→ **Supplied passage**
In [59]:
import pandas as pd
from sklearn.metrics import mean_absolute_error, mean_squared_error
df = pd.read_csv(('../data/feature_engineered.csv'))
df.set_index('Timestamp', inplace=True)

train_test_split = 0.2
train_size = int((1 - train_test_split) * len(df))
df_train = df.iloc[:train_size]
df_test  = df.iloc[train_size:]

tune_split = int(0.8 * len(df_train))
train_tune = df_train.iloc[:tune_split]
val_tune   = df_train.iloc[tune_split:]


In [60]:
from skopt import BayesSearchCV
from skopt.space import Real, Integer
from xgboost import XGBRegressor
from sklearn.model_selection import TimeSeriesSplit
from sklearn.ensemble import RandomForestRegressor


In [61]:
X_train_tune = train_tune.drop(['Power Consumption (kW)', 'load_da', 'load_d2'], axis=1)
y_train_tune = train_tune['load_da']

X_val_tune = val_tune.drop(['Power Consumption (kW)', 'load_da', 'load_d2'], axis=1)
y_val_tune = val_tune['load_da']


In [62]:
rf = RandomForestRegressor(random_state=42, n_jobs=-1, oob_score=True)

param_space = {
    'n_estimators': Integer(250, 600),
    'max_depth': Integer(3, 8),
    'min_samples_split': Integer(4, 12),
    'min_samples_leaf': Integer(12, 16),
    'max_features': Real(0.2, 0.6),
    'bootstrap': [True],
}

tscv = TimeSeriesSplit(n_splits=6)

opt = BayesSearchCV(
    estimator=rf,
    search_spaces=param_space,
    n_iter=30,
    cv=tscv,
    scoring='neg_root_mean_squared_error',
    n_jobs=-1,
    random_state=42,
    verbose=0
)

opt.fit(X_train_tune, y_train_tune)
print("Best Parameters:", opt.best_params_)
print("Best CV Score:", -opt.best_score_)


Best Parameters: OrderedDict([('bootstrap', True), ('max_depth', 3), ('max_features', 0.20367038946206986), ('min_samples_leaf', 14), ('min_samples_split', 9), ('n_estimators', 482)])
Best CV Score: 0.3069941496967017


In [84]:
xgb = XGBRegressor(
    objective='reg:squarederror',
    random_state=42,
    n_jobs=-1,
    tree_method='hist',        # fast histogram algorithm
    eval_metric='rmse'
)

Location labeling records
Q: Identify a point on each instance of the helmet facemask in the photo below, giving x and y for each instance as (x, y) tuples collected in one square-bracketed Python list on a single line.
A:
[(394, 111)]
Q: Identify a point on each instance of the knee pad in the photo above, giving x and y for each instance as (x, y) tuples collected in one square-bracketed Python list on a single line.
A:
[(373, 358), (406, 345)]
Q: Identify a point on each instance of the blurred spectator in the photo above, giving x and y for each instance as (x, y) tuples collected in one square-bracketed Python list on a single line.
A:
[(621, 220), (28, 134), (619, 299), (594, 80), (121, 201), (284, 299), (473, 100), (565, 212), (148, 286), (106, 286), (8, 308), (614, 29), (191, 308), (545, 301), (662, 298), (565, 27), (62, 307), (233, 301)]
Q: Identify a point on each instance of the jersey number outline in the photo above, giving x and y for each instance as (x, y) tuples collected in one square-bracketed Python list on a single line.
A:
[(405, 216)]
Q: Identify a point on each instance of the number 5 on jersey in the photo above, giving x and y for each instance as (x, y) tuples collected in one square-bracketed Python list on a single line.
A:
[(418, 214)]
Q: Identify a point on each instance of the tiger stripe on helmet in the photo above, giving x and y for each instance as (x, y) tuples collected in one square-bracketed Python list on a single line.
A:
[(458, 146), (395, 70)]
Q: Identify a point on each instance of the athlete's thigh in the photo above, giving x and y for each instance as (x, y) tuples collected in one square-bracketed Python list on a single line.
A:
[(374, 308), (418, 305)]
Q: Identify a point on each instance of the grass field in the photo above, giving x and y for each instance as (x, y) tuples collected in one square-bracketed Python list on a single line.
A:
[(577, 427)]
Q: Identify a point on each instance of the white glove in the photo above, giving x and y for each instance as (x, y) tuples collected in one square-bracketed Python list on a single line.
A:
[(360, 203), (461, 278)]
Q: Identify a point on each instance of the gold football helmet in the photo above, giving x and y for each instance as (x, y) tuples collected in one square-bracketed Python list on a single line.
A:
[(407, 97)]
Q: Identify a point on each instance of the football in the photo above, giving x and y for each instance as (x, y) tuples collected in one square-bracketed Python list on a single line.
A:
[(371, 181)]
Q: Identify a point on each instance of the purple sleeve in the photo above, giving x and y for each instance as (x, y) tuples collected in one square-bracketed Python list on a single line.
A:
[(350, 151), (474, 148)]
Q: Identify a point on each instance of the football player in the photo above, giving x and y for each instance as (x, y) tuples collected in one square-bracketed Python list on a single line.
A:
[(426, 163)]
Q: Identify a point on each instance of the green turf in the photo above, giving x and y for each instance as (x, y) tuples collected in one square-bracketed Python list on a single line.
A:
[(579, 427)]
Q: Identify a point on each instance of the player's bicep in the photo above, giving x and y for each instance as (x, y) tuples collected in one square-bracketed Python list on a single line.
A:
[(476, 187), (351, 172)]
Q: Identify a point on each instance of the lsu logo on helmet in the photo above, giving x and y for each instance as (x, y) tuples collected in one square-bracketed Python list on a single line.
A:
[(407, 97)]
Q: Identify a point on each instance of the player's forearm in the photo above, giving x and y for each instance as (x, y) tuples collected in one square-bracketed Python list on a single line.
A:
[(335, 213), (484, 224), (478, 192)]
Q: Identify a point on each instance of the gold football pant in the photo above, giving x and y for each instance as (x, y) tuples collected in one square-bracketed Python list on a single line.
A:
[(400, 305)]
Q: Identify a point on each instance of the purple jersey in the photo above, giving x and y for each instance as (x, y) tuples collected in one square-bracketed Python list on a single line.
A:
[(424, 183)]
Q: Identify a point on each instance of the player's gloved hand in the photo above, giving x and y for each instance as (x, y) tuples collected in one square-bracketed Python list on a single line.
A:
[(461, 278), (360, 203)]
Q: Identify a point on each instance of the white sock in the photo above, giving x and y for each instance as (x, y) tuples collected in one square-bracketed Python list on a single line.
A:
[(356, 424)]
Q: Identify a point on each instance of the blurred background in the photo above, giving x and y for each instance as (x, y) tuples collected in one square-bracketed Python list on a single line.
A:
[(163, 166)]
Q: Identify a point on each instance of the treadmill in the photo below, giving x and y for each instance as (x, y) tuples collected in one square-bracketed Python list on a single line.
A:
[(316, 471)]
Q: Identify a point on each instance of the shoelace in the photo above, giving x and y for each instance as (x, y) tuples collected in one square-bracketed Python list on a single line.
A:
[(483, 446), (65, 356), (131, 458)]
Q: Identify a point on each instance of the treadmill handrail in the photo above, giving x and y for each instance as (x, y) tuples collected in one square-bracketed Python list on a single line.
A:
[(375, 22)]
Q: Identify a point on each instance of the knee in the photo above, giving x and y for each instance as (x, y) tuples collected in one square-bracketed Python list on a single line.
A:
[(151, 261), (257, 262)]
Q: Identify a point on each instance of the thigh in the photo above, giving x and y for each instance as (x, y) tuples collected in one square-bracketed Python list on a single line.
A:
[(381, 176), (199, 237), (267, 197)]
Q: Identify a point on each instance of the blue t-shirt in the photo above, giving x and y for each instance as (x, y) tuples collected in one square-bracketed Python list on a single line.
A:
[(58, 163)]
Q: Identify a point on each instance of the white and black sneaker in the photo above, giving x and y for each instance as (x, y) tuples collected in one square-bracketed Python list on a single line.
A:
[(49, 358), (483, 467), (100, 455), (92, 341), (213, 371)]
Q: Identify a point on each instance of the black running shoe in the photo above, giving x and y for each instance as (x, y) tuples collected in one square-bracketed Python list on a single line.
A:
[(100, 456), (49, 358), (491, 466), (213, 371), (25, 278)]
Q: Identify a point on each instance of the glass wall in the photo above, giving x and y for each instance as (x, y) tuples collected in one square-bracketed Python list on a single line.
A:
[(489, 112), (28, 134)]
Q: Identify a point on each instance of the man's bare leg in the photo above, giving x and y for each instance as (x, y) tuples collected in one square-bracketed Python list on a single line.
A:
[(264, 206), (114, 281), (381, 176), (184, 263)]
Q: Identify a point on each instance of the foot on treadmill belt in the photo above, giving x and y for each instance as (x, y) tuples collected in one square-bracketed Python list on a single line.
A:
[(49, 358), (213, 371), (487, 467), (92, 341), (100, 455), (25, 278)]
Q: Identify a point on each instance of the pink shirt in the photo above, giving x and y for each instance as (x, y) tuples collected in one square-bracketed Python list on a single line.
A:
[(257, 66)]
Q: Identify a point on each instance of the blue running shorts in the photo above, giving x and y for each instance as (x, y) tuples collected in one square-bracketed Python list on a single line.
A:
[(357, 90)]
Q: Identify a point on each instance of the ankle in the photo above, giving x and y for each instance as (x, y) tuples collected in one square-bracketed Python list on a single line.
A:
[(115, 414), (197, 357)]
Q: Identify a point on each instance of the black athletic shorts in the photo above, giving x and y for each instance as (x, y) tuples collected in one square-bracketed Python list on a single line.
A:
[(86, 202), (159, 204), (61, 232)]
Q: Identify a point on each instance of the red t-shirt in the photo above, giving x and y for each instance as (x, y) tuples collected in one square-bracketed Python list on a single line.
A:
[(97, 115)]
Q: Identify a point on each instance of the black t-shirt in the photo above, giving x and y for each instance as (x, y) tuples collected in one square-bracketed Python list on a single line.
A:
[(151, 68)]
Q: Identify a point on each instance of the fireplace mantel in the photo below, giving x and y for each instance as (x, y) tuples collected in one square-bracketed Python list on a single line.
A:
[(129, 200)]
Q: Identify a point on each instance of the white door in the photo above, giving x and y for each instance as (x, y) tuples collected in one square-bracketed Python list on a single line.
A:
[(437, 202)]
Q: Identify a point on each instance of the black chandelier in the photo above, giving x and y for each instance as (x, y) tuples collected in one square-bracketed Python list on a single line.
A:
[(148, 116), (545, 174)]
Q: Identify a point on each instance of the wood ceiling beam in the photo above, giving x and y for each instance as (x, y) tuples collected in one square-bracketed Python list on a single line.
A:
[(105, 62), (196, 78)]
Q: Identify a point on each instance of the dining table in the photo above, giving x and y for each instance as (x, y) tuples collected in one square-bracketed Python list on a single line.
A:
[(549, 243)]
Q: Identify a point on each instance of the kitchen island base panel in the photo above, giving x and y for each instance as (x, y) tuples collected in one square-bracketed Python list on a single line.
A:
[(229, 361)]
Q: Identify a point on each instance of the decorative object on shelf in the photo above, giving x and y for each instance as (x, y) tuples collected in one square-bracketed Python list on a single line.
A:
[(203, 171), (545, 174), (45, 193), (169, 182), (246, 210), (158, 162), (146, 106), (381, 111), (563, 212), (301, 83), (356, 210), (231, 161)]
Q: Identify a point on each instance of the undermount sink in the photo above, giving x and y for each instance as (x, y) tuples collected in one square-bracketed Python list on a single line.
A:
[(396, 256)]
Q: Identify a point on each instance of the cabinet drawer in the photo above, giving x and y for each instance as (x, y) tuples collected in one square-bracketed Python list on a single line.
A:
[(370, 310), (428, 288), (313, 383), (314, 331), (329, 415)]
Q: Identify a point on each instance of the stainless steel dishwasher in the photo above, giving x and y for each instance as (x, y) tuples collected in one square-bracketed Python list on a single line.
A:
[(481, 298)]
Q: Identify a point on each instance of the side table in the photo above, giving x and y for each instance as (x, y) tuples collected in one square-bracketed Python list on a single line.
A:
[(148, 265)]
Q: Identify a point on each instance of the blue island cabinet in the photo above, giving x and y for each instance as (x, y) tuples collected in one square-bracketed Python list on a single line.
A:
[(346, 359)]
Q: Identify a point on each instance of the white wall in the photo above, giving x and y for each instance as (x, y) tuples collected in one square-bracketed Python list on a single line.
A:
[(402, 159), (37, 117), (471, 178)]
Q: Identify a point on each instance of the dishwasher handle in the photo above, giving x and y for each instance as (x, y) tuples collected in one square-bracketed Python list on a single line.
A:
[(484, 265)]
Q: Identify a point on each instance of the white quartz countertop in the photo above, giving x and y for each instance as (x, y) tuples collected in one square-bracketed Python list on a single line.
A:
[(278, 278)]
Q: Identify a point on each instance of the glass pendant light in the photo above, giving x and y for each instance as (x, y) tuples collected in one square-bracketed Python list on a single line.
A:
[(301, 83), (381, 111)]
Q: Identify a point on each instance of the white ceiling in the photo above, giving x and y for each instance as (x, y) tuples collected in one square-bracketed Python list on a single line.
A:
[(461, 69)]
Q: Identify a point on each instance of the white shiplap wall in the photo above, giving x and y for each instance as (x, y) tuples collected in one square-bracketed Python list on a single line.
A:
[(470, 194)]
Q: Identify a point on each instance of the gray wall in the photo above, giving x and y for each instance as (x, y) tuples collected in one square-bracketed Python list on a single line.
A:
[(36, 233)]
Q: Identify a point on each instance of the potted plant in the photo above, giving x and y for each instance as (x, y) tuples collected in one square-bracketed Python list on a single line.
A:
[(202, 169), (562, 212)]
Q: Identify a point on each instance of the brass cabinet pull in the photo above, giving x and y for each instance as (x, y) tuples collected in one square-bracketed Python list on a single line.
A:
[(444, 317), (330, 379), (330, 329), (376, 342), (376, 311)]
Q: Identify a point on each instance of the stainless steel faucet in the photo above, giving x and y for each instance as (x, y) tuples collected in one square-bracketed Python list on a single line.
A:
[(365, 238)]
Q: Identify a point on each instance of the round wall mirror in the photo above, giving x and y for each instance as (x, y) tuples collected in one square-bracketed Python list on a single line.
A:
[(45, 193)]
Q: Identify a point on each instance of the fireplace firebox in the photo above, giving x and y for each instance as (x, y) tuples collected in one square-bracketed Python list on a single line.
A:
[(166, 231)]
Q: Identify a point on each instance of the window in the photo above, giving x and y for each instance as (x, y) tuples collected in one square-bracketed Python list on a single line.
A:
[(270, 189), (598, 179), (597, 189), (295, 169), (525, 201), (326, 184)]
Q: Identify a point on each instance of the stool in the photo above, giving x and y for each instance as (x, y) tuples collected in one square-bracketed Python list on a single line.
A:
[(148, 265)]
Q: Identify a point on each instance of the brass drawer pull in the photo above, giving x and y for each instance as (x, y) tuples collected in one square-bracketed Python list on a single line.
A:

→ **Exercises**
1: In the tuning notebook, list every hyperparameter name that appears as a key in param_space.
2: Extend the tuning notebook past the XGBRegressor definition that ends it.

→ **Outputs by task**
1: n_estimators, max_depth, min_samples_split, min_samples_leaf, max_features, bootstrap

2:
param_space = {
    'n_estimators': Integer(300, 700),          # more boosting rounds
    'max_depth': Integer(2, 8),                 # deeper trees
    'learning_rate': Real(0.001, 0.01, prior='log-uniform'),  # bigger steps
    'subsample': Real(0.1, 0.7),                 # less stochasticity
    'colsample_bytree': Real(0.4, 1.0),          # use more features per tree
    'min_child_weight': Integer(3, 7),           # allow finer splits
    'gamma': Real(0.0, 1.0),                     # weaker split penalty
    'reg_lambda': Real(0.3, 2.0, prior='log-uniform'),  # reduce L2
    'reg_alpha': Real(0.3, 2.0, prior='log-uniform'),   # reduce L1
}


tscv = TimeSeriesSplit(n_splits=6)

opt = BayesSearchCV(
    estimator=xgb,
    search_spaces=param_space,
    n_iter=30,
    cv=tscv,
    scoring='neg_root_mean_squared_error',
    n_jobs=-1,
    random_state=42,
    verbose=1
)

opt.fit(X_train_tune, y_train_tune)
print("Best Parameters:", opt.best_params_)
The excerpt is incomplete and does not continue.